Reproduce the material from its very first line through the line containing "86], [108, 85]]", both included, with every character unchanged.

#### [DATA IN THIS EXERCISE]
+++
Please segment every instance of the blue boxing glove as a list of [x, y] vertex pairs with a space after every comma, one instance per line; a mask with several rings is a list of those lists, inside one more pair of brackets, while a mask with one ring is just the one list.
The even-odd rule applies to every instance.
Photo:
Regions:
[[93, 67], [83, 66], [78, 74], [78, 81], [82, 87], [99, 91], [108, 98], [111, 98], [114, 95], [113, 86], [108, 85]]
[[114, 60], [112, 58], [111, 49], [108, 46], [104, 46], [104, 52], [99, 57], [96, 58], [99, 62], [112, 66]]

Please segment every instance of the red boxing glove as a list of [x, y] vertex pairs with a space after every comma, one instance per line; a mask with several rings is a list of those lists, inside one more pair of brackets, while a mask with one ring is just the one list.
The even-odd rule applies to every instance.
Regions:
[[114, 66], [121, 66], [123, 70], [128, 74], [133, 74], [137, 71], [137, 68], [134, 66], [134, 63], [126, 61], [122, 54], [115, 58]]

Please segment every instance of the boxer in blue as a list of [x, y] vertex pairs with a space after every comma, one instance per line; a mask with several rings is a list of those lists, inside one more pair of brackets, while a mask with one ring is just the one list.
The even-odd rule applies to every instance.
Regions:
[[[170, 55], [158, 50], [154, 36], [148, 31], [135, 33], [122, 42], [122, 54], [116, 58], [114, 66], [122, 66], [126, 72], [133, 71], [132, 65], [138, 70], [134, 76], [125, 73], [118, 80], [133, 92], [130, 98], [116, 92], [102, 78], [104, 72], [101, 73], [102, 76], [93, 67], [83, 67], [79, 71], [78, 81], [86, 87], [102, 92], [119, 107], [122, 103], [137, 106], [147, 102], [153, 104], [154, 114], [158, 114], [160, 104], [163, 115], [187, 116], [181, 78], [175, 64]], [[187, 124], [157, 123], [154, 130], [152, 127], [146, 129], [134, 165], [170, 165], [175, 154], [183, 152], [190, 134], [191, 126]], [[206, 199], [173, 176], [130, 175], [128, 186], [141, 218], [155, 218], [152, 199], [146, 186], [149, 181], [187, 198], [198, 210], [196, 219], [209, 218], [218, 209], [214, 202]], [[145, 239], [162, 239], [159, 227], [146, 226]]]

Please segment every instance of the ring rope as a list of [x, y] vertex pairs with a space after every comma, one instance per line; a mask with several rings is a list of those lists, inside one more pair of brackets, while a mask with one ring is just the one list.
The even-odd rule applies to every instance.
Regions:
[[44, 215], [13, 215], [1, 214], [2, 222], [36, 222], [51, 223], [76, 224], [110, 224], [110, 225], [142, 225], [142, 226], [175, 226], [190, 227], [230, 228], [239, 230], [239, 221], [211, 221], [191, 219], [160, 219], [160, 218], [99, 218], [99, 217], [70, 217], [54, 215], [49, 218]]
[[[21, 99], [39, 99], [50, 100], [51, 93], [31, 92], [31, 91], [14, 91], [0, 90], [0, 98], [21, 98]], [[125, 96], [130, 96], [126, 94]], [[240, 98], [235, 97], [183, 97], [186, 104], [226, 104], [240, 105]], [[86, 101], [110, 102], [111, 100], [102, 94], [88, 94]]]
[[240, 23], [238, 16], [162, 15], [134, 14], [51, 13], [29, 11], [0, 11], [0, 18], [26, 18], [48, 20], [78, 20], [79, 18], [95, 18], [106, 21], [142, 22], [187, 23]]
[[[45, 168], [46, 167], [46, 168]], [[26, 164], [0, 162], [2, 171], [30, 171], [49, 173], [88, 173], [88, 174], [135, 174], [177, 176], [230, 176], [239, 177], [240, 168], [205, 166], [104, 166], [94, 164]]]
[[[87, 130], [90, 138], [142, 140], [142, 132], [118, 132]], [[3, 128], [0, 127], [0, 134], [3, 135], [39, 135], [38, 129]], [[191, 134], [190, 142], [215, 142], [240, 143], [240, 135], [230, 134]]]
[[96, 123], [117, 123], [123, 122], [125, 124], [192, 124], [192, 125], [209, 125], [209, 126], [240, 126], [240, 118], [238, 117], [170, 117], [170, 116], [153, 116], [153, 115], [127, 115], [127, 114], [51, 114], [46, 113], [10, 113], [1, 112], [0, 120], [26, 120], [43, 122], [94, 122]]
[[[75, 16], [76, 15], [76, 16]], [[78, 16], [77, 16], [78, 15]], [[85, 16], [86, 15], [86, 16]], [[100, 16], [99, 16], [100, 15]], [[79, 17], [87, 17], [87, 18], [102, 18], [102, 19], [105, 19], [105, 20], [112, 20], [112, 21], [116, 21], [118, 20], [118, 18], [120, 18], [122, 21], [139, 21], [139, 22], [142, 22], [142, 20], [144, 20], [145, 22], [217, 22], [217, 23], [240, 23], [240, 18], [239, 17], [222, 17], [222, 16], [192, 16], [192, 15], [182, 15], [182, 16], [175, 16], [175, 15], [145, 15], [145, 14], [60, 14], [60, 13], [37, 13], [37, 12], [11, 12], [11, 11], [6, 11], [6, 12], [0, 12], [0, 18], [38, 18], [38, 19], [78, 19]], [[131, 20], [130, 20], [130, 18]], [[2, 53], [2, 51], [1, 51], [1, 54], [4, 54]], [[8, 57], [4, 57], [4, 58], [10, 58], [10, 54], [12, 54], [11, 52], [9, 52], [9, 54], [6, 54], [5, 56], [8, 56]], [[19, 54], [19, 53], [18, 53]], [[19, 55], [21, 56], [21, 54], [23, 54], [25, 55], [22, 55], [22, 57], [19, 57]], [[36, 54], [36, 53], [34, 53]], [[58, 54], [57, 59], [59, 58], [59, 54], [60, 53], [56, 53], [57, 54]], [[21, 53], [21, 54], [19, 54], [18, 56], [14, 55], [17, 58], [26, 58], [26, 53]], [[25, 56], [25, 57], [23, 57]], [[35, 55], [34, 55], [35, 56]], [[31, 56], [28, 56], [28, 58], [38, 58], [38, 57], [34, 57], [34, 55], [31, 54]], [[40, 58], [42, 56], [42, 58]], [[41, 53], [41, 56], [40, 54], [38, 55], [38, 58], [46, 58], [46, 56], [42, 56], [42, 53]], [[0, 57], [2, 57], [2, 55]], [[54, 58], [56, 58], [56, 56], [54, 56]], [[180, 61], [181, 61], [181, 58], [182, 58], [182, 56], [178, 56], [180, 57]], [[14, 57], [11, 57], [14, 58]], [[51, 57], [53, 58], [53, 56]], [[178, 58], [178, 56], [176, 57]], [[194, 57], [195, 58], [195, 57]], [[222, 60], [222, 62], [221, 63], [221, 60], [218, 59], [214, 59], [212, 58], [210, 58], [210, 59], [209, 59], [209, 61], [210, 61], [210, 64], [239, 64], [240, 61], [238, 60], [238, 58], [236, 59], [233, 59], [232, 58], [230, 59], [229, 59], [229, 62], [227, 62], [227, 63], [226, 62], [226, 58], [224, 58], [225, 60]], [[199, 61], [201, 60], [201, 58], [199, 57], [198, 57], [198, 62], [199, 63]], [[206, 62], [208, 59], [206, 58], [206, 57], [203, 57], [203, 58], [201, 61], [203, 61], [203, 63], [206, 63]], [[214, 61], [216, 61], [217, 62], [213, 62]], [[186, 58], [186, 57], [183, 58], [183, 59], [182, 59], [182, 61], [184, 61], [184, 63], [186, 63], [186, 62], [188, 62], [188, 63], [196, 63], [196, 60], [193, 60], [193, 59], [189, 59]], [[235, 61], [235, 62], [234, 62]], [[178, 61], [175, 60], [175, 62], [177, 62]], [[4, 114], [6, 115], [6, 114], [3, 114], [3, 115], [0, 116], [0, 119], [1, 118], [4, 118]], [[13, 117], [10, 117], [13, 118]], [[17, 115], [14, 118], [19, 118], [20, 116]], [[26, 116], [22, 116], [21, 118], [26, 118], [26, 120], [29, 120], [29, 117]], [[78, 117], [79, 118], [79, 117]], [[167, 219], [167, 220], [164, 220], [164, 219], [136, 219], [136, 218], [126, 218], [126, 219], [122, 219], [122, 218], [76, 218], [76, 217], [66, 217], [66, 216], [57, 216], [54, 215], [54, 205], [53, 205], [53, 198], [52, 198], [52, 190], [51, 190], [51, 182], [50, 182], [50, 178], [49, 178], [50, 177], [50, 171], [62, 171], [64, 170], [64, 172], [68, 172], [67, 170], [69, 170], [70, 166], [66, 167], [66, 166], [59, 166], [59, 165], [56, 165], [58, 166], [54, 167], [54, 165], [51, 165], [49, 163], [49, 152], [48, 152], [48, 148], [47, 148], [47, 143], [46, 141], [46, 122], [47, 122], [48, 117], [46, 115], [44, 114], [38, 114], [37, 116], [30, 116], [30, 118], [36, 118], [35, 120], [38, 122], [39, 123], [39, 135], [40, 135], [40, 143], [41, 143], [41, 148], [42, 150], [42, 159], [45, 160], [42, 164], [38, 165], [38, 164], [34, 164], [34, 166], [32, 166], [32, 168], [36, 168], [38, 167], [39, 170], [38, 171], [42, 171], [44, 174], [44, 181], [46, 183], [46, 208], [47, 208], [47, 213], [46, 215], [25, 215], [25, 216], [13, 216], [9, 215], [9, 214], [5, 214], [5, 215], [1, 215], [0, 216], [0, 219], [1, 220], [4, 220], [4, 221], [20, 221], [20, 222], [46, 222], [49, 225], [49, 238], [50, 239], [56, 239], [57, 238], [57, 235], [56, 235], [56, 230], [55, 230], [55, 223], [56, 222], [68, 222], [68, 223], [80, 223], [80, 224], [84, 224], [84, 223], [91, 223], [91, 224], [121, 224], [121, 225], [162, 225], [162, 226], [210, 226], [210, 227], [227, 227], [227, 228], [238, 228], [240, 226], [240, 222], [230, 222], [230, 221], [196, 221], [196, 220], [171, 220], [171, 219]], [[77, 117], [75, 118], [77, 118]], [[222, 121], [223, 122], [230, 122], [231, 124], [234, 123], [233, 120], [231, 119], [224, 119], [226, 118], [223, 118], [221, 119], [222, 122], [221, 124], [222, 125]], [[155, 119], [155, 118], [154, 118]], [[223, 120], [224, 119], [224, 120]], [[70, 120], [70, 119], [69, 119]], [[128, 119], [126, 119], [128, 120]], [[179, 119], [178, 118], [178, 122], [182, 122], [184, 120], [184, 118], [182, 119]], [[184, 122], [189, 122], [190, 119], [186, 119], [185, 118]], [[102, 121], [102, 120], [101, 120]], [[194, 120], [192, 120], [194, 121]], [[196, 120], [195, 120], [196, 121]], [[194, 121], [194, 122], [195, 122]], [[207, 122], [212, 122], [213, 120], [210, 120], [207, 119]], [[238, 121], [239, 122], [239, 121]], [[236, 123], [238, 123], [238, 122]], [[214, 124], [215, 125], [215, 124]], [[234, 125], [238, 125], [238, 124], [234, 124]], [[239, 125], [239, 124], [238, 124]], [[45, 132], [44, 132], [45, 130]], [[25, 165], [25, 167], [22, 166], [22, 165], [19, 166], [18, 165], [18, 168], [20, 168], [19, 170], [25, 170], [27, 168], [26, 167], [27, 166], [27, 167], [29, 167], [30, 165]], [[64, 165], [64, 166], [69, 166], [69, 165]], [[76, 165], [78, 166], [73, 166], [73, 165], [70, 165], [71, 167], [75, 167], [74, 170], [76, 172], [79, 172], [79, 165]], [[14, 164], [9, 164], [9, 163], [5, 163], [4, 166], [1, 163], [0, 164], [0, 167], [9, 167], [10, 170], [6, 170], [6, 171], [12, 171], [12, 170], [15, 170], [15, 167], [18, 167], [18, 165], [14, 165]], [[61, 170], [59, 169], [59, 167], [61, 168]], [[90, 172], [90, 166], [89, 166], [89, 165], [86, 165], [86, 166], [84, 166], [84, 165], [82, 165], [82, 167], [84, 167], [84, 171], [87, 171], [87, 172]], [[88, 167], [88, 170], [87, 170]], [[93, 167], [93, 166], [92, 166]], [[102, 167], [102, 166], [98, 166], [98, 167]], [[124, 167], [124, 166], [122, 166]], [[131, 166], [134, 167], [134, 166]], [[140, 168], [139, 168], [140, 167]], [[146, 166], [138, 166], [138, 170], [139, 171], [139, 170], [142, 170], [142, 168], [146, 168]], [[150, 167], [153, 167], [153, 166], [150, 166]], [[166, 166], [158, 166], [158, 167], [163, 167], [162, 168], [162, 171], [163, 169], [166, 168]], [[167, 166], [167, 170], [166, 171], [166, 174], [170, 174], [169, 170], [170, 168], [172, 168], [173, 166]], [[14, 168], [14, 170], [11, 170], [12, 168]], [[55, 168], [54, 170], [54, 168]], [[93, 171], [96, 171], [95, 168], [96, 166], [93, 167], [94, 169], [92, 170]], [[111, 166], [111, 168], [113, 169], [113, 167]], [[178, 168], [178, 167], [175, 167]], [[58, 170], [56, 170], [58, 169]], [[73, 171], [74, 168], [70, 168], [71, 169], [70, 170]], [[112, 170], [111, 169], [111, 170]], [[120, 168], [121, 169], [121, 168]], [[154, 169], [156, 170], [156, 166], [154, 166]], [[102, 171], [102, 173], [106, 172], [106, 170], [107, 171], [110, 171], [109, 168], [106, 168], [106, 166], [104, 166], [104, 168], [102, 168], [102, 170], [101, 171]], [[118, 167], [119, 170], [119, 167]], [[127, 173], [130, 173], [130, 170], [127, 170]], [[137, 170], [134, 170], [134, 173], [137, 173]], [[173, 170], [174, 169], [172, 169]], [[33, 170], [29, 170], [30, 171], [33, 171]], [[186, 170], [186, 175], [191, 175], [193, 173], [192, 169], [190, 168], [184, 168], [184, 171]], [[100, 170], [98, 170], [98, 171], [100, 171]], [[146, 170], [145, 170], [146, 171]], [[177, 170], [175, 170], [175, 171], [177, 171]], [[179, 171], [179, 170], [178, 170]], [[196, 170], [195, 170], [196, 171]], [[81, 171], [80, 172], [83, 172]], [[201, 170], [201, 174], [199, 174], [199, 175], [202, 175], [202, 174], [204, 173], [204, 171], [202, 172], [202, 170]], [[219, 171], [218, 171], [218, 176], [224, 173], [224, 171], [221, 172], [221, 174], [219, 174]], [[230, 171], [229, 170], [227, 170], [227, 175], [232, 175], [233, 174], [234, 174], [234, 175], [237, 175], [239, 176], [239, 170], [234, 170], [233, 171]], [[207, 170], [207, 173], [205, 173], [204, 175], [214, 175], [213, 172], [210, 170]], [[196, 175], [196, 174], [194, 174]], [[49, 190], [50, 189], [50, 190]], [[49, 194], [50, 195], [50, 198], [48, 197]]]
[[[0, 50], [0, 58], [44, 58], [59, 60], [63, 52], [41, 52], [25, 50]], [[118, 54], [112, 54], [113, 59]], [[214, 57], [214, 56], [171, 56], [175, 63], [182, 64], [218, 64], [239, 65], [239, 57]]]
+++
#### [FINISHED TASK]
Please segment every instance of the blue boxing glove as a list of [x, y] vertex pairs with a space after every comma, one instance per line; a mask with several rings is a list of those lists, inside one more pair of brackets, while a mask with one ring is just the one list.
The even-odd rule applies to every instance.
Photo:
Regions:
[[93, 67], [83, 66], [78, 74], [78, 81], [82, 87], [99, 91], [108, 98], [111, 98], [114, 95], [113, 86], [108, 85]]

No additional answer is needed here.